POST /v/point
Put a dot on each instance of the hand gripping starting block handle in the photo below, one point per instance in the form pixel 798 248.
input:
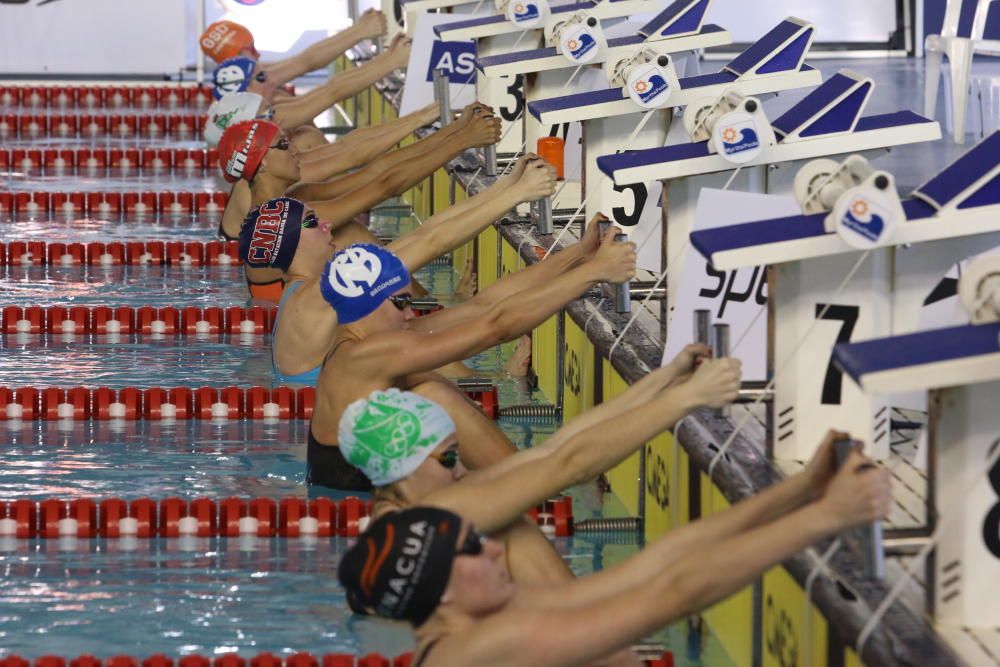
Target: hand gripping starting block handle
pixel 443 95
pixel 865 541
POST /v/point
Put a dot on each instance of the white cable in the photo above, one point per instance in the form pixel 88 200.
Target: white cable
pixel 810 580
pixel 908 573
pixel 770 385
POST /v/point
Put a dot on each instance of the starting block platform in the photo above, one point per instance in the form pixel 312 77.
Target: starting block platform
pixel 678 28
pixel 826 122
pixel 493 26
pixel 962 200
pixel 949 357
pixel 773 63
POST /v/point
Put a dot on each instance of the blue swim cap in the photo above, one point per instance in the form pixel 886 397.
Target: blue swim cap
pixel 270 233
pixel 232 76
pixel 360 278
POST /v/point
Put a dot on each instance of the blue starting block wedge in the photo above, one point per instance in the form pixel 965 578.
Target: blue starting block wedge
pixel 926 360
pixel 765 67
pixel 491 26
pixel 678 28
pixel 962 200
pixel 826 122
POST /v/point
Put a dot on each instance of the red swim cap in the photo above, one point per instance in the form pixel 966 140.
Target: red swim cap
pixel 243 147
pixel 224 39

══════

▸ **AIM**:
Rewrite all the records above as a numbered list with one line per item, leaving out blank lines and the picture.

▸ **EXPECTED ANSWER**:
1. POST /v/point
2. Put a dot on each instance of the hand gripping starting block handle in the photo below, one point per instance in the form pixel 798 248.
3. input:
4. Target: hand gripping starting block handle
5. pixel 443 95
6. pixel 865 541
7. POST /v/point
8. Put a dot on each instance of the white cable in the photo above, one point per instance in the form pixel 88 200.
9. Target: white cable
10. pixel 810 580
11. pixel 908 573
12. pixel 770 385
13. POST /v/point
14. Put a dot on each instance of the starting block platform in the photo above, one point per instance in the form pixel 312 77.
15. Target: starting block platform
16. pixel 678 28
17. pixel 826 122
18. pixel 493 26
19. pixel 962 200
20. pixel 949 357
21. pixel 773 63
22. POST /v/point
23. Put a dot on each instance of the blue swim cap in the photo above, one point per instance in the form pixel 886 397.
24. Target: blue swim cap
25. pixel 270 233
26. pixel 232 76
27. pixel 360 278
28. POST /v/point
29. Put a dot on each instance of the blue starting block wedge in the photo above, one point per instance in the form pixel 965 578.
30. Target: blue starting block wedge
31. pixel 926 360
32. pixel 765 67
33. pixel 491 26
34. pixel 678 28
35. pixel 962 200
36. pixel 826 122
37. POST /v/point
38. Put a dot on each instance of the red swim cap in the photo above, one point per instance in the form pixel 966 140.
39. Target: red swim cap
40. pixel 243 147
41. pixel 224 39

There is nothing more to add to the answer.